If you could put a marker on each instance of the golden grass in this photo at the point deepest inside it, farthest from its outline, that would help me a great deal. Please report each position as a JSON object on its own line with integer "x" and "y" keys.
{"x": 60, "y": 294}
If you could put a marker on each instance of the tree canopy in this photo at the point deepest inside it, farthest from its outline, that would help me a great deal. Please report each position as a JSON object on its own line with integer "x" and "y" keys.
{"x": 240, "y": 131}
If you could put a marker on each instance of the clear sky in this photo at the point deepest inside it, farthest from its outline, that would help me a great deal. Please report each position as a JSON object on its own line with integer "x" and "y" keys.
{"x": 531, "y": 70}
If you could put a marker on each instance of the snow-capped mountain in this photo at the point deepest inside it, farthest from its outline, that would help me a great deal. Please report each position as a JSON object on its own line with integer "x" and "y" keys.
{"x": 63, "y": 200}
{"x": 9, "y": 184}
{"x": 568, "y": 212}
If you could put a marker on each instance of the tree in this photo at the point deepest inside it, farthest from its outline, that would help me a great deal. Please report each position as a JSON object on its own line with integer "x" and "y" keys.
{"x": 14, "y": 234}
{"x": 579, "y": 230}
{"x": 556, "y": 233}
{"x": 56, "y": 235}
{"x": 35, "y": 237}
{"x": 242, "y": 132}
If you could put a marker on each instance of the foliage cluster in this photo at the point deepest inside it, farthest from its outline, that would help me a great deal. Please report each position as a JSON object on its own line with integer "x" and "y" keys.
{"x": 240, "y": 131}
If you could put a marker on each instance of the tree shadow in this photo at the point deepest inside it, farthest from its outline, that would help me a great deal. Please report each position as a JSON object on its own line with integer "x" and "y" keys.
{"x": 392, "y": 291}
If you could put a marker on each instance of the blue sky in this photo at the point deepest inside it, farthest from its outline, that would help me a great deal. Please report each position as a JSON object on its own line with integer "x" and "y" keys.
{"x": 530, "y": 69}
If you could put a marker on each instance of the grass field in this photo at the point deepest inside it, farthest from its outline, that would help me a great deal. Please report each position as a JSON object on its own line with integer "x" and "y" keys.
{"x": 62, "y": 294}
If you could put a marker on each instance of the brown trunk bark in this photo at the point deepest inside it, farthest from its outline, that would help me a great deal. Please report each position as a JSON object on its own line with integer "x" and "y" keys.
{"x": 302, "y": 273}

----

- _REQUIREMENT_: Above are the records; copy all of them exactly.

- _ANSWER_:
If you could put a marker on each instance of the golden grass in this photo at the point deepest inside it, farthest from its outline, that would help me a great deal. Please report each position as a JSON object on its own line with integer "x" and "y" keys.
{"x": 60, "y": 294}
If you could put a marker on each instance of the tree canopy in this photo at the point deepest inside it, farthest from its outline, that would help me a great deal. Please report each position as a JSON object on its own line with integer "x" and "y" keys.
{"x": 240, "y": 131}
If you could put a marker on each instance of the clear sky in this photo at the point deepest inside it, farthest from its outline, that would help me a great deal. Please report each position as a JSON object on its own line with integer "x" and "y" keys.
{"x": 531, "y": 70}
If you could put a marker on each instance of the snow-capped mountain in this photo at the point deepest inside it, farthest from its outline, that would help me a great deal. Please report each position as a JSON object on its own line with integer "x" and "y" keys.
{"x": 63, "y": 200}
{"x": 9, "y": 184}
{"x": 568, "y": 212}
If you could put a marker on each instance of the tree in this photo at the point deepest inside it, farthest from its outline, that would help me a great deal. Please report each position as a JSON object on its own line with integer "x" and "y" keys.
{"x": 14, "y": 234}
{"x": 579, "y": 230}
{"x": 556, "y": 233}
{"x": 56, "y": 235}
{"x": 35, "y": 237}
{"x": 242, "y": 132}
If you could put a marker on each instance of the foliage cluster in this photo at the point deepest inside it, farthest from its outline, that would help me a great deal. Please report each position as a JSON object on its own line with integer "x" and "y" keys.
{"x": 240, "y": 131}
If you could put a marker on each instance of the tree shadow in this photo at the point deepest inside it, farthest from its outline, that would help me a great deal. Please report each position as a JSON object on its own line with integer "x" and "y" keys.
{"x": 392, "y": 291}
If you could put a marker on each instance of the blue sky in this photo at the point deepest inside it, farthest from its outline, that would help me a great deal. Please report each position as a JSON object on its own line with integer "x" and "y" keys.
{"x": 530, "y": 69}
If you could put a marker on each instance of the grass field in this photo at the point deepest inside it, farthest from its outline, that would help me a great deal. Please report each position as a JSON object on its own line with integer "x" and "y" keys.
{"x": 62, "y": 294}
If you could put a marker on each instance of the brown trunk bark in this photo at the point deepest inside it, farthest from its outline, that would help me a great deal. Please report each position as a JSON object on its own line with integer "x" and "y" keys.
{"x": 302, "y": 273}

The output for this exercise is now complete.